- _SET EXERCISE_
Present each line of the records below as one numbered list, leaving out any blank lines.

** begin PROVIDED INFORMATION **

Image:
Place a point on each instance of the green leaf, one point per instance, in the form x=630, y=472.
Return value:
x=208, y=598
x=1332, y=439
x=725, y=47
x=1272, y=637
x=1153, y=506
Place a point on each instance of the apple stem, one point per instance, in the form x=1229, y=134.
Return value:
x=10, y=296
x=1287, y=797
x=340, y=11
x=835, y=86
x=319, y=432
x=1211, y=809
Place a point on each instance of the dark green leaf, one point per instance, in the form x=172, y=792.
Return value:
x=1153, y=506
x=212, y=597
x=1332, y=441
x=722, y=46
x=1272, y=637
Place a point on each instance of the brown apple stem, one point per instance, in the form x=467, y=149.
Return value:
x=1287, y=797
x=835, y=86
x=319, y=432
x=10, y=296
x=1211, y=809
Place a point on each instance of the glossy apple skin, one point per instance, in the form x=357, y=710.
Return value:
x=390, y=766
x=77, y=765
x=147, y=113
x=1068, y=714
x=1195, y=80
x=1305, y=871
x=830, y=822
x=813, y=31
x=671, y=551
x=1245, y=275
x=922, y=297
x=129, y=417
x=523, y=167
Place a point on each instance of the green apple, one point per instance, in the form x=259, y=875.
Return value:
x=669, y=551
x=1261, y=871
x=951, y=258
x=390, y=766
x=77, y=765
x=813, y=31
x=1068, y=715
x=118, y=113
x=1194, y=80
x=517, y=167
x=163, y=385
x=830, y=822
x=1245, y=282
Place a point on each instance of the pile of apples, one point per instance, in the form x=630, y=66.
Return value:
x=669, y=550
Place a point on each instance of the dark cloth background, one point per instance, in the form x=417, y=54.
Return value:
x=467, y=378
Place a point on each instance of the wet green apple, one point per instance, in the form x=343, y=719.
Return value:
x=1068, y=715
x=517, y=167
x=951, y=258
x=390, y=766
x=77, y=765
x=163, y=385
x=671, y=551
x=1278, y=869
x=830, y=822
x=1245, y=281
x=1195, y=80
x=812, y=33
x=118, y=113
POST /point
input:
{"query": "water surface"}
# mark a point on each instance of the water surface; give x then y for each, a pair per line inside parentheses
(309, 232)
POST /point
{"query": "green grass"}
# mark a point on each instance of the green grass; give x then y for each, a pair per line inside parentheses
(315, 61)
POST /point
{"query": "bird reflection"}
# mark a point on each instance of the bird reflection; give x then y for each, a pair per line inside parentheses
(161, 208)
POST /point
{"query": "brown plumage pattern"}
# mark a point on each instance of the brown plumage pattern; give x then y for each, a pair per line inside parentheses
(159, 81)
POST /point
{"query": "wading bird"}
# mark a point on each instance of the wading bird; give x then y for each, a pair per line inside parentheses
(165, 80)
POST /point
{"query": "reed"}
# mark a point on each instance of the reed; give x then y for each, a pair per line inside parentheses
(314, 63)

** end PROVIDED INFORMATION **

- _WRITTEN ANSWER_
1. Image:
2. Place a point on each instance of the green leaf, one point per instance, in the form x=630, y=472.
3. Return value:
4. x=208, y=598
5. x=1332, y=439
6. x=725, y=47
7. x=1272, y=637
8. x=1153, y=506
9. Place a point on each instance of the apple stem, one point per instance, in the form x=1229, y=134.
10. Return value:
11. x=10, y=296
12. x=1287, y=797
13. x=340, y=11
14. x=835, y=86
15. x=319, y=432
16. x=1211, y=809
17. Place a point on each instance of the dark green leaf, one point per instance, in the form x=172, y=792.
18. Return value:
19. x=1153, y=506
20. x=212, y=597
21. x=1332, y=441
22. x=722, y=46
23. x=1272, y=637
24. Place a point on each instance of the brown apple stem, one point per instance, in the form x=467, y=149.
25. Return value:
26. x=1287, y=797
27. x=835, y=86
28. x=319, y=432
29. x=10, y=296
30. x=1211, y=809
31. Place a point on each instance of the glossy apple skin, one point per instance, in the form x=357, y=710.
32. Return value:
33. x=390, y=766
34. x=77, y=765
35. x=147, y=113
36. x=1068, y=714
37. x=1195, y=80
38. x=1305, y=871
39. x=830, y=822
40. x=813, y=31
41. x=671, y=551
42. x=1245, y=275
43. x=922, y=297
44. x=129, y=417
45. x=523, y=167
46. Place a point on each instance of the green apple, one point per instance, in the form x=259, y=875.
47. Return value:
48. x=669, y=551
49. x=1261, y=871
50. x=951, y=258
51. x=390, y=766
52. x=77, y=765
53. x=813, y=31
54. x=1068, y=715
55. x=118, y=113
56. x=1194, y=80
57. x=517, y=167
58. x=163, y=385
59. x=830, y=822
60. x=1245, y=282
61. Place a point on each instance of the pile of apples, one point per instance, in the form x=630, y=66.
62. Return value:
63. x=669, y=550
64. Place a point on each instance of the dark cloth background, one point per instance, in the form x=417, y=54.
65. Return value:
66. x=467, y=378
67. Place a point on each instance of the wet green apple, one point per instance, in the form x=343, y=719.
68. Return value:
69. x=1068, y=715
70. x=517, y=167
71. x=951, y=258
72. x=390, y=766
73. x=77, y=765
74. x=163, y=385
75. x=671, y=551
76. x=1278, y=869
77. x=830, y=822
78. x=1245, y=281
79. x=1195, y=80
80. x=812, y=33
81. x=118, y=113
82. POST /point
83. input:
84. {"query": "water surface"}
85. # mark a point on each instance of the water surface; give x then y for each, a pair per line inside parentheses
86. (309, 232)
87. POST /point
88. {"query": "green grass"}
89. # mark a point on each instance of the green grass; give x then y for each, a pair per line inside parentheses
90. (315, 61)
91. POST /point
92. {"query": "bird reflection"}
93. # mark a point on each instance of the bird reflection; give x then y for each, a pair per line inside parentheses
94. (161, 208)
95. POST /point
96. {"query": "brown plumage pattern"}
97. # mark a point on each instance of the brown plumage pattern; give x then y for each, a pair per line inside parentheses
98. (159, 81)
99. POST /point
100. {"query": "wading bird"}
101. # mark a point on each instance of the wading bird; give x then y for each, a pair per line inside parentheses
102. (165, 80)
103. POST /point
104. {"query": "reed"}
105. # mark a point on each instance of the reed; give x then y for each, a pair per line inside parentheses
106. (314, 63)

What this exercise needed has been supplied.